_TASK DESCRIPTION_
The result should be an exact copy of every record, with no pictures kept.
%%
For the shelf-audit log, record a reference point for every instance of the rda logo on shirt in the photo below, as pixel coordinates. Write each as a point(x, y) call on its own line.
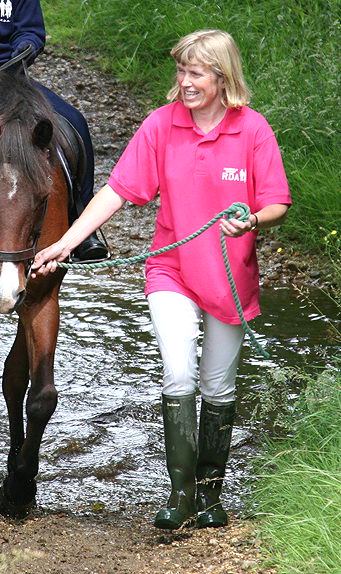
point(233, 174)
point(5, 10)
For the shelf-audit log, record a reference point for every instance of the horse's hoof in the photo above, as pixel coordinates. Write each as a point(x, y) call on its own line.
point(15, 502)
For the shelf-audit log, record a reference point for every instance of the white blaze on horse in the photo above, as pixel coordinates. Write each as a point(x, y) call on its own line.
point(33, 214)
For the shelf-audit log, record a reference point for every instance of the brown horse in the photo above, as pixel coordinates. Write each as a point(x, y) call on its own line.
point(33, 214)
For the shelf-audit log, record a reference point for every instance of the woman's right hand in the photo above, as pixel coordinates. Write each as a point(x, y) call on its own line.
point(45, 261)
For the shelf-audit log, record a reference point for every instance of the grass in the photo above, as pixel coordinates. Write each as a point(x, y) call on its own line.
point(298, 493)
point(289, 51)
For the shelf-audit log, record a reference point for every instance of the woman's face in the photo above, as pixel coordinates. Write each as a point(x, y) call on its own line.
point(200, 87)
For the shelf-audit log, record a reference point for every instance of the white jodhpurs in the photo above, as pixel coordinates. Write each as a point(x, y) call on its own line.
point(176, 320)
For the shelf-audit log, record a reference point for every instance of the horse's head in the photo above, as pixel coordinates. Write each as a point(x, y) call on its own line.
point(26, 133)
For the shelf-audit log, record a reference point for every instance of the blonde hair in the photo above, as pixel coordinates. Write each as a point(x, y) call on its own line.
point(218, 51)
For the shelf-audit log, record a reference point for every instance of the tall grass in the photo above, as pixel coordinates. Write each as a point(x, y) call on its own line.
point(289, 51)
point(298, 494)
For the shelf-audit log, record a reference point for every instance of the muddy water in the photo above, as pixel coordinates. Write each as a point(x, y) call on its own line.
point(103, 447)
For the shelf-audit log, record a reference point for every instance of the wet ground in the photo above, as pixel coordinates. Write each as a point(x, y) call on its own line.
point(102, 470)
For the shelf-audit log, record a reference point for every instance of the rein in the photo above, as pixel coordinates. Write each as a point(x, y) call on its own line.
point(228, 213)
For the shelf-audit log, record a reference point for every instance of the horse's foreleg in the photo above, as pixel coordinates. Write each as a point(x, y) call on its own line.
point(41, 338)
point(14, 385)
point(41, 323)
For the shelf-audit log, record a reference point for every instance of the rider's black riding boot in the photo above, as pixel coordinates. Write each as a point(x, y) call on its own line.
point(92, 248)
point(215, 432)
point(180, 426)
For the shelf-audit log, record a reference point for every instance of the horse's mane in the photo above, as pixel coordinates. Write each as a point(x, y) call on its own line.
point(22, 106)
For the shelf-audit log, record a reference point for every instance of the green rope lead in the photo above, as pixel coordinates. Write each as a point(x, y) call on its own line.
point(228, 213)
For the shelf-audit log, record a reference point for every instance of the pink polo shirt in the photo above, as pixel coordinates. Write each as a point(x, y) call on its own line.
point(198, 175)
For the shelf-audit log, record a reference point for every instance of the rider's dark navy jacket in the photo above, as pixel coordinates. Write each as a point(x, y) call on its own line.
point(20, 21)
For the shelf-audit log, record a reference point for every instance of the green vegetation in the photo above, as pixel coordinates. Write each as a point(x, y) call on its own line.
point(289, 51)
point(298, 492)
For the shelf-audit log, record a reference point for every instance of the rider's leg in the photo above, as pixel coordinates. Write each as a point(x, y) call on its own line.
point(176, 324)
point(218, 368)
point(92, 247)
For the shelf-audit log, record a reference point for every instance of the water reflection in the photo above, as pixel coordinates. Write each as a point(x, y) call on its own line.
point(105, 441)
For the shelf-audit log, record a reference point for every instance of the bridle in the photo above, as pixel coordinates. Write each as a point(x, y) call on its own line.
point(25, 255)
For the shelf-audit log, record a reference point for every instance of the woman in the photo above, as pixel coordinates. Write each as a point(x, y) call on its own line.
point(21, 26)
point(202, 152)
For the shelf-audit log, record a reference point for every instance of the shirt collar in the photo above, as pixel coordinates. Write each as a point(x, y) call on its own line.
point(231, 124)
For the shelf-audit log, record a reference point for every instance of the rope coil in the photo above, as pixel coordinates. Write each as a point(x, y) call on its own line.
point(228, 213)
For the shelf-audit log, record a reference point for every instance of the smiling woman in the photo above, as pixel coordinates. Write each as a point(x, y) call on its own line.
point(200, 153)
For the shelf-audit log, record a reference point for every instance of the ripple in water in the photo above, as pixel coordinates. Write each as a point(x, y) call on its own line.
point(105, 441)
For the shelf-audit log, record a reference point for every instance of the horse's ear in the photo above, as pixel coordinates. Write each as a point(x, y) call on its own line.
point(42, 133)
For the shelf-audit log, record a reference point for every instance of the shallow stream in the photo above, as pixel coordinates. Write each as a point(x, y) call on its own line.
point(103, 448)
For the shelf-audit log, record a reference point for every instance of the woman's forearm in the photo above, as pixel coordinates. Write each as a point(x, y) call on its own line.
point(103, 205)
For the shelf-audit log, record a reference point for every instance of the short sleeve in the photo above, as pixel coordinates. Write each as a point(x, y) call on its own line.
point(135, 176)
point(270, 181)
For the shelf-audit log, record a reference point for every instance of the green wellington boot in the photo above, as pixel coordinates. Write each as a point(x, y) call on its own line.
point(215, 432)
point(180, 426)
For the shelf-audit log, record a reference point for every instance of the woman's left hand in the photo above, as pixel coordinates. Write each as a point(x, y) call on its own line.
point(235, 227)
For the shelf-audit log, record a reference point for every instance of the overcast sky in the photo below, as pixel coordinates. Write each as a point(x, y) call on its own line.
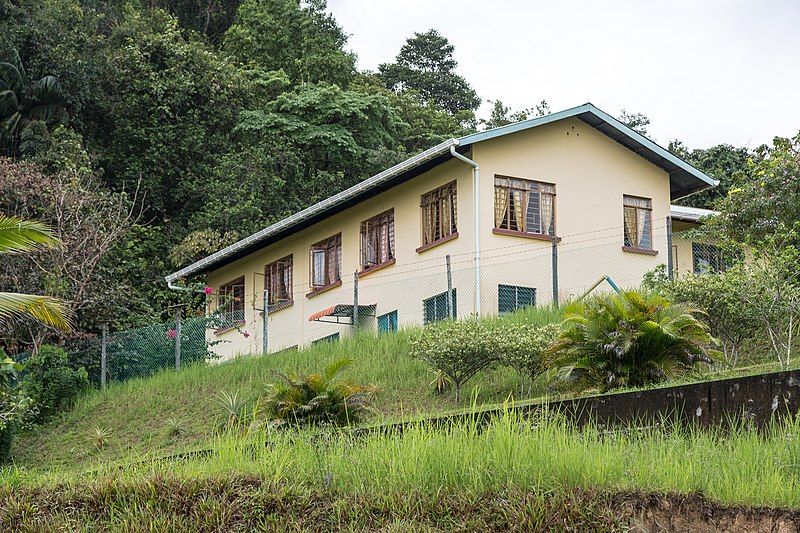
%%
_OUTPUT OF THE EXERCISE_
For the shelf-audit log, record a reference point for every instance of the rda logo on shirt in the photo below, as pixel coordinates. Write each as a point(x, y) call on its own line.
point(233, 174)
point(5, 10)
For the shelf-audit log, record a reference point for every instance of the horse's hoof in the photo above, as pixel coordinates. Write each as a point(x, y) call on its own line.
point(15, 502)
For the shelf-audit log, record a reference point for every instance of the white blaze on horse in the photo above, as pixel coordinates. Write each as a point(x, y) call on its own line.
point(33, 214)
For the shelf-audit log, record a reference point for every instance of the brown horse in the photo above, as pixel coordinates. Write each as a point(x, y) call on its own line.
point(33, 214)
For the shelf-audit log, record a reference point for every instance of the woman's right hand in the photo above, as pixel coordinates. Write each as a point(x, y) call on its own line.
point(45, 261)
For the shelf-audit log, record a reference point for every instance of the grass in the photo above, as pixel coordinates. Write each as a point(x, y) call on its own line.
point(298, 493)
point(289, 51)
For the shelf-audit log, record a reference point for every instance of the woman's face in the photo above, as pixel coordinates. Write each as a point(x, y) call on its own line.
point(200, 87)
For the shelf-audit log, record a reference point for every instance of the white jodhpurs in the photo above, as pixel coordinates. Write each as a point(x, y) call on its own line.
point(176, 320)
For the shelf-audit log, record a reference point for every instance of the horse's head in the photo above, as pixel coordinates. Write each as a point(x, y) call on its own line.
point(26, 133)
For the shelf-audit log, record a reference point for every instance of the blonde hair in the photo above, as pixel coordinates. Write each as a point(x, y) call on its own line.
point(218, 51)
For the shelf-audit log, record a reference point for every instance of the tall grass in the photo above, as pixel coordinates. Write each as a point(x, y) call on its own line.
point(289, 51)
point(298, 494)
For the shelf-audit log, record a reference point for every instance of the muddy water in the photo above, as pixel coordinates. Write each as a point(x, y) call on its own line.
point(103, 447)
For the shelf-audit log, record a reference point for every instance of the wet ground in the photo above, as pixel coordinates. Write each as a point(x, y) call on its own line.
point(102, 470)
For the shelf-audit log, record a reference point for every instance of the rein in the photo above, as pixel coordinates. Write each as a point(x, y) call on its own line.
point(228, 213)
For the shelf-audit log, record a reference point for every instance of the horse's foreleg in the photo above, as pixel coordinates. Write each as a point(x, y) call on its own line.
point(41, 338)
point(14, 385)
point(41, 323)
For the shelf-audit log, record a reference point for every instance of the rider's black riding boot in the photo above, as pixel coordinates. Write each as a point(x, y) call on its own line.
point(92, 248)
point(215, 432)
point(180, 426)
For the shelf-audit log, record a reference point for every instance of the horse's mane in the photo above, as pixel coordinates. Write each as a point(x, y) call on its own line.
point(22, 106)
For the shelf-audit log, record a reference point for every instance of the green rope lead in the photo above, as pixel coordinates. Write each as a point(x, y) call on its own line.
point(228, 213)
For the shelf-audit log, record a reference point for every instance of the pink polo shirt in the photo above, as pixel coordinates. Write each as a point(x, y) call on its own line.
point(198, 175)
For the shelf-audit log, record a reference point for every instance of the rider's dark navy jacket in the photo above, as pixel coordinates. Write each as a point(x, y) call on its own line.
point(20, 21)
For the shelf-audit log, record a reference point for every instance of the green vegetation in the photo above, as pixel coordinates. Write each as a point(x, y) call on its own line.
point(289, 51)
point(298, 492)
For the shelf-audit log, record a reference point for every instance of the rider's leg in the photo above, as pixel coordinates. Write each as a point(x, y) call on its own line.
point(176, 324)
point(218, 368)
point(92, 247)
For the shelf-audit log, record a reference point for every instance of the water reflection in the photo above, as pixel coordinates. Write each as a point(x, y) call on its own line.
point(105, 441)
For the shelf-audit log, record a reference point for every instance of the bridle in the photo above, as pixel coordinates. Write each as a point(x, y) call on its own line.
point(25, 255)
For the shelf-audit log, record a reference point for every instance of the woman in the photo above, as pixel coordinates. Write each as a point(x, y) call on its own line.
point(21, 26)
point(202, 152)
For the shelf-audit log, record a reference point for every instance of the shirt collar in the photo above, as pixel coordinates. Write each as a point(x, y) call on its own line.
point(231, 124)
For the shelf-audit log, record a reference point for every instance of the rope coil in the photo above, as pixel coordinates. Write each as a point(x, y) call on its own line.
point(228, 213)
For the shelf-audit log, record a reference point for every instance of the smiling woman in the photo above, as pixel coordinates. Write each as a point(x, y) call on its own line.
point(200, 153)
For the shelf-audit log, record a reference point for every instance of the ripple in water in the photo above, as pixel coordinates. Write each as a point(x, y) call on its own line.
point(105, 441)
For the shelf-audit log, record a reference point for every instance of the horse's ear in the photo above, as pixel coordinates. Write each as a point(x, y) call on its own line.
point(42, 133)
For the shelf-audit log, record a reference point for every instance of the shallow stream in the photo above, as pixel coordinates. Write each as a point(x, y) call on its own line.
point(103, 448)
For the shelf-audit log, record a reference point for every instance of the woman's forearm in the photo above, as pixel coordinates. Write each as a point(x, y) call on its own line.
point(103, 205)
For the shelf-audit log, record a reference point for every instance of the short sleeve in the photo above, as pixel coordinates. Write each as a point(x, y) call on its own line.
point(135, 176)
point(270, 181)
For the shelf-audit log, record a reference point for every instance of the green wellington boot in the photo above, as pixel coordinates. Write each as a point(x, y) call on its own line.
point(215, 432)
point(180, 426)
For the shelf-audit log, record a reference point for every instance of the woman's left hand in the photo above, as pixel coordinates. Write each as a point(x, y) call on its own line.
point(235, 227)
For the shelf-audit log, record a reference point for every instance of the overcast sky in the photo below, as pixel coordinates. Write each as a point(x, y) call on its own line.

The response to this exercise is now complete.